Tasks and exercises:
(A) Answer these questions from the passage on training and education at Maryland:
(i) What two positions does the passage give for Maynard Mack, Jr.?
(ii) How long a shelf life in the working world does the quotation give to training?
(iii) What does the quotation say is almost certainly the best thing a student can gain while at Maryland?
(B) Write the paragraph that follows the passage on training and education at Maryland, beginning after the end of the quotation from Maynard Mack, Jr.

(Beginning of Supplied text)

Finally, let me pass on some words of wisdom from Maynard Mack, Jr., Professor of English and previously Director of University Honors: "Any training a student gets at Maryland--and all students get plenty--has a shelf life in the working world of only a few years, whereas any real education--learning how to learn, how the mind works, sorting out one's values and the world's priorities--will last every student as long as he or she lives. Training is for the present, education for the future. A major is not your student's education, but a part of it. Education is not preparation for a job, exclusively, but rather preparation for the future which is, by definition, unknown. Your student does not know for sure what the future will bring. Therefore a broad experience, looking at lots of different ways in which people become human, lots of different ways in which the mind's work gets done, is almost certainly the best thing your student can gain while at Maryland."

(End of Supplied text)
(Beginning of Source data)

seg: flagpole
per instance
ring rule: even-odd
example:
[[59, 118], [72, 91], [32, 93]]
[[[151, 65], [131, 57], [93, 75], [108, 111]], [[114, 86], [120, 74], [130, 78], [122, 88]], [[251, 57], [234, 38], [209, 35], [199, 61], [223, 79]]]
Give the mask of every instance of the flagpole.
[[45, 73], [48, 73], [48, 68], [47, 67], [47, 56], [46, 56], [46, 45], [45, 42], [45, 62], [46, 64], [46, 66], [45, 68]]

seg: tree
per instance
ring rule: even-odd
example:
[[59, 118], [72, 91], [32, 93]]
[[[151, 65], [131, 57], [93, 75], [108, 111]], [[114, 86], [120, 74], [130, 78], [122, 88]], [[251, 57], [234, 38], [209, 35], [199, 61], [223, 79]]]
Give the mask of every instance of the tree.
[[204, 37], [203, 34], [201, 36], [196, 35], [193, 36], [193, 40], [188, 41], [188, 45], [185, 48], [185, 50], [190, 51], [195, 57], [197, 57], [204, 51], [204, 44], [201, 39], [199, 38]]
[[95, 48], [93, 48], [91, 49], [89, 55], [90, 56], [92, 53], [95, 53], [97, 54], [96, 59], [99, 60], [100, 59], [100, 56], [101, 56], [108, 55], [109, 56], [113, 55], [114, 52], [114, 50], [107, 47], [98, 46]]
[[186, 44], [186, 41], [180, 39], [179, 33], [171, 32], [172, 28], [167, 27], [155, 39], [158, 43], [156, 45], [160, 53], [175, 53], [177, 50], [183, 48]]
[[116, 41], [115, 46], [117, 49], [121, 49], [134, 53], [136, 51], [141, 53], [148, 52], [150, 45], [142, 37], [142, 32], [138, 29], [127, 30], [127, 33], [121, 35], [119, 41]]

(End of Source data)
(Beginning of Source data)

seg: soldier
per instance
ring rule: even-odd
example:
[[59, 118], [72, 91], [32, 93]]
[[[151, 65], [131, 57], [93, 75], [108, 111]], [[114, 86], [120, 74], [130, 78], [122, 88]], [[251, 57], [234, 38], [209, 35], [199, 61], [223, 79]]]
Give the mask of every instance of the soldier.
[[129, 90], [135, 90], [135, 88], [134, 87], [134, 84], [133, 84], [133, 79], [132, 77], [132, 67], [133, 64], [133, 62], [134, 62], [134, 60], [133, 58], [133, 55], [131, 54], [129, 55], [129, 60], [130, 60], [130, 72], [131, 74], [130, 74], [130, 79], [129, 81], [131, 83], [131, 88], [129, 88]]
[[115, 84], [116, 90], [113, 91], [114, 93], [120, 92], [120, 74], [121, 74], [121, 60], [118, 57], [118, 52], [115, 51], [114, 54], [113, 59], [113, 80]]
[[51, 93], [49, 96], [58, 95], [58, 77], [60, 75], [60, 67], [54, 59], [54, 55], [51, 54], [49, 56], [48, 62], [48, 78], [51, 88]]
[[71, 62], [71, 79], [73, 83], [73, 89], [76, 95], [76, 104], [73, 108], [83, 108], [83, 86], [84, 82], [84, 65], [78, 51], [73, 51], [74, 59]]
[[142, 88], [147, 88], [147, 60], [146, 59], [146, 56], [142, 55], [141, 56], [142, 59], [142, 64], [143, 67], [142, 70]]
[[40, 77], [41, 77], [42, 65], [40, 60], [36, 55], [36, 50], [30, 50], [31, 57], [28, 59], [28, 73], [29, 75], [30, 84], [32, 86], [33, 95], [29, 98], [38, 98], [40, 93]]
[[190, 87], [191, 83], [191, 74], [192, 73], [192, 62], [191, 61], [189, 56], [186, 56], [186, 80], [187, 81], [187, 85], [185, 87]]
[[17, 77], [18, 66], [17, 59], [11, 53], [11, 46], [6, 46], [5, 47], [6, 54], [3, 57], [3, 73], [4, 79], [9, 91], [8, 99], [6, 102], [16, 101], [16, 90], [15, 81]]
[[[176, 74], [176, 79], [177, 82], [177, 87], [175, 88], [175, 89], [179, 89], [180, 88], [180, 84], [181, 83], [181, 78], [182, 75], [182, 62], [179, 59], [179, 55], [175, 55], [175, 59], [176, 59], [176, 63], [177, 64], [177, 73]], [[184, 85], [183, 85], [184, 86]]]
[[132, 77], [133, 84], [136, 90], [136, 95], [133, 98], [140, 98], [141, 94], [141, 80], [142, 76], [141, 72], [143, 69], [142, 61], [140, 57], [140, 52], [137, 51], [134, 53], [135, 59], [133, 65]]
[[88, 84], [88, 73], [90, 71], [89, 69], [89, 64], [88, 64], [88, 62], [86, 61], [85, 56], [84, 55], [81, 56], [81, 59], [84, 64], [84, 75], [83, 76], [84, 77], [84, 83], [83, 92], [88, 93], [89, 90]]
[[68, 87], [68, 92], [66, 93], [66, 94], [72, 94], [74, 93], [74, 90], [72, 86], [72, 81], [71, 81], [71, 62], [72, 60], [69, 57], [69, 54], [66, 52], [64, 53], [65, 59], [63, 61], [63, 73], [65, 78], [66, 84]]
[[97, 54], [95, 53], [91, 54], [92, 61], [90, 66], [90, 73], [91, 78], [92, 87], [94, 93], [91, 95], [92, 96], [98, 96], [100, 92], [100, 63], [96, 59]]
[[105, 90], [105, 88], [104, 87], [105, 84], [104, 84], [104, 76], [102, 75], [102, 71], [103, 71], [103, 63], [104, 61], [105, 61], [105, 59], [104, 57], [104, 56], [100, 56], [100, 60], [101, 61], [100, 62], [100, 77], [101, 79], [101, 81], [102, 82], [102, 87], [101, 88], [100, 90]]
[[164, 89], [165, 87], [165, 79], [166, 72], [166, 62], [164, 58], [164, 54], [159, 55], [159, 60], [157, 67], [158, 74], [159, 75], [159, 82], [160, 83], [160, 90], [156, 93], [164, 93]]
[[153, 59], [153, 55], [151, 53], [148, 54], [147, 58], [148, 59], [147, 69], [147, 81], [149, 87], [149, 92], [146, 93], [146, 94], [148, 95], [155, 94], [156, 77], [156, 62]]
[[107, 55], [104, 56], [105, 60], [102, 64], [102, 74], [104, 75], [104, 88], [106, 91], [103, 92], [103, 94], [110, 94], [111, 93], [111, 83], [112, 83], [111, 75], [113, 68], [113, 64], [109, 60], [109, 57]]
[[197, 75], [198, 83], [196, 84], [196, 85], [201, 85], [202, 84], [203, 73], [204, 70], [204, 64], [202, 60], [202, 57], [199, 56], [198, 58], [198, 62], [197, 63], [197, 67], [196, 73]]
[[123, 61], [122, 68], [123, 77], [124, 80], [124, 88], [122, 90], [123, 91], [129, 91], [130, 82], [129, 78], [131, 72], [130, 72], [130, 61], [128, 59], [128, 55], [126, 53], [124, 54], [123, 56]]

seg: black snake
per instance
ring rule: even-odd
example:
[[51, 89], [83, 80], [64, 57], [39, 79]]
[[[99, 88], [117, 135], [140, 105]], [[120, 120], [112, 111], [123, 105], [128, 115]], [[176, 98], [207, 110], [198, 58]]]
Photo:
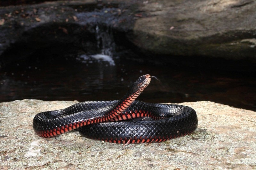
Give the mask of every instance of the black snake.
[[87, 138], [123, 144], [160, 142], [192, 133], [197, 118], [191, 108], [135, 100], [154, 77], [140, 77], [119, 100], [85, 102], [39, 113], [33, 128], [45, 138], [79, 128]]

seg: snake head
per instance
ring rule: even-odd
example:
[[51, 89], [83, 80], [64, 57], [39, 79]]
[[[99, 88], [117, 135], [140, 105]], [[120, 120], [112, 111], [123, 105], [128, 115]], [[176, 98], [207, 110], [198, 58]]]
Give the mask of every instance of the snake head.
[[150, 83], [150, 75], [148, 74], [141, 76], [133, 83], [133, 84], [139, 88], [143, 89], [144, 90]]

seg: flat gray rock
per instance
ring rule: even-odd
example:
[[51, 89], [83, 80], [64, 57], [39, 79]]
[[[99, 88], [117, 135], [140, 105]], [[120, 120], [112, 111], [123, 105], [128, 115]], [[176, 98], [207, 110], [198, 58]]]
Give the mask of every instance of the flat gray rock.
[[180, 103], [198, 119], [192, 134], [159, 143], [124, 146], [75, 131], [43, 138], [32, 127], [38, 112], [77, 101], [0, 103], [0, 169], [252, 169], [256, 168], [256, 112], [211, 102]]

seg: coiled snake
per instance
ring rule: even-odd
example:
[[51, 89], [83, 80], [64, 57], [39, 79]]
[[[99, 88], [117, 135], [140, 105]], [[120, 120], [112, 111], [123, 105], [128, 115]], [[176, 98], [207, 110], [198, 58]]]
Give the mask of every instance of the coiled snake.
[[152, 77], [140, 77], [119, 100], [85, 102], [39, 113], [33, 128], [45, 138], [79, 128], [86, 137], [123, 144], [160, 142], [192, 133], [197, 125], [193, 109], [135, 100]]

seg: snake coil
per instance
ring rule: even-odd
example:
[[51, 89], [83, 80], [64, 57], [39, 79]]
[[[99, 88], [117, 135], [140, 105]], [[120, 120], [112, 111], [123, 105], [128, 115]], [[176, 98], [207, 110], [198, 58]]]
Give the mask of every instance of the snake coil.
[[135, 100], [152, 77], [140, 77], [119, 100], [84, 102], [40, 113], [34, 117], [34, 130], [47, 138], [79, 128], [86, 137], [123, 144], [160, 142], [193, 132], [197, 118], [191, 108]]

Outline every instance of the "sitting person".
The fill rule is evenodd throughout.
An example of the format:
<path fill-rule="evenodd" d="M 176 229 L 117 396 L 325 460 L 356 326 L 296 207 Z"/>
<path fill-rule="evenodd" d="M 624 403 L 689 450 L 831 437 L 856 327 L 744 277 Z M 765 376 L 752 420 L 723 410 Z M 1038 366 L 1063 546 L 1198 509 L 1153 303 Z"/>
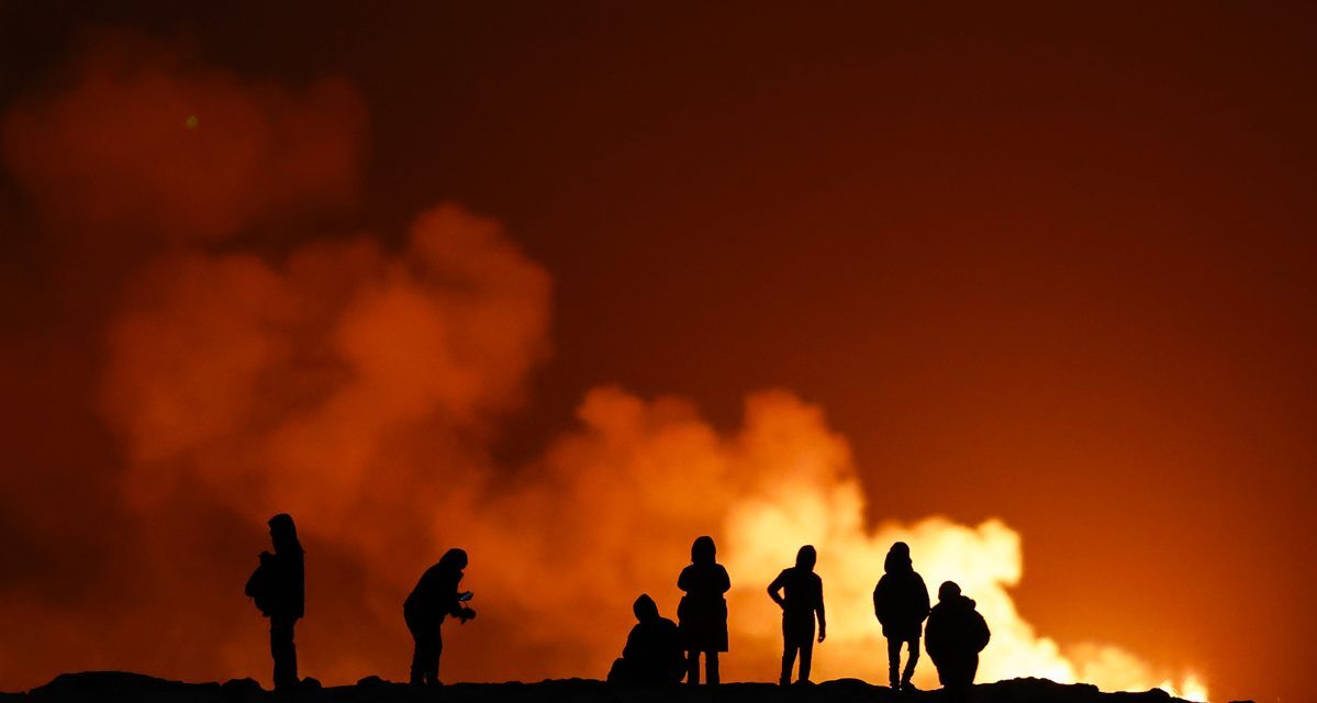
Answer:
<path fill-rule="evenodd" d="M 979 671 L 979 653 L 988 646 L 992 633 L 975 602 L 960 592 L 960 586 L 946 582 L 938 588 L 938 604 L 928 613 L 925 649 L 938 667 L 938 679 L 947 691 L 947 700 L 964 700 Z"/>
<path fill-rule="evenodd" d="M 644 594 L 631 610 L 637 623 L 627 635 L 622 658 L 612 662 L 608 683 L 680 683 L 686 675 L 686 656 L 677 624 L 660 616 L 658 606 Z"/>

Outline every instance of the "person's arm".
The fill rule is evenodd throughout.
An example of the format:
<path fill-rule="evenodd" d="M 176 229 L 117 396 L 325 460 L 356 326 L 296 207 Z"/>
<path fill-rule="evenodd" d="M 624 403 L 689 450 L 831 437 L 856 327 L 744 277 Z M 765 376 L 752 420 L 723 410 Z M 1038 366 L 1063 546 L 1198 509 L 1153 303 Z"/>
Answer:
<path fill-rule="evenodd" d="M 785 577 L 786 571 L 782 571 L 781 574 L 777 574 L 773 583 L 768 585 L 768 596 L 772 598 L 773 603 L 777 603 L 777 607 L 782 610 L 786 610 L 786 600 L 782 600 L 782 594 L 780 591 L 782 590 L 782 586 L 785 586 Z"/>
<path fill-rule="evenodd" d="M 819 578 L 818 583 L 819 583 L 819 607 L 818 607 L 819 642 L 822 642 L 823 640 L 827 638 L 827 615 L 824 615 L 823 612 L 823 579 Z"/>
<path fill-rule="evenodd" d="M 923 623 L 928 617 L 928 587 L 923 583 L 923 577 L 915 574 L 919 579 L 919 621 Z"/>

(End of Source data)

Activity answers:
(A)
(i) Professor of English, and previously Director of University Honors.
(ii) Only a few years.
(iii) A broad experience, looking at lots of different ways in which people become human and lots of different ways in which the mind's work gets done.

(B)
I am sure you are still wondering if your son or daughter has chosen the right major. As my son said to me when he was beginning college, "Parents never know what to worry about." As you would imagine, I took no comfort from that statement at the time, and certainly do not recommend that you take comfort from it today. But I assure you that I have thought about it for years. I understand now that he was telling me he would handle his own life and that no amount of anxiety on my part would change that. We all do the best we can for our children. That includes giving them the best advice we can. As we sometimes discover to our surprise, they eventually accept most of it. Nevertheless, they must make many decisions on their own and for themselves. And ultimately, we discover that it was all for the best, that in fact their choice becomes ours when we see what that decision made possible for them.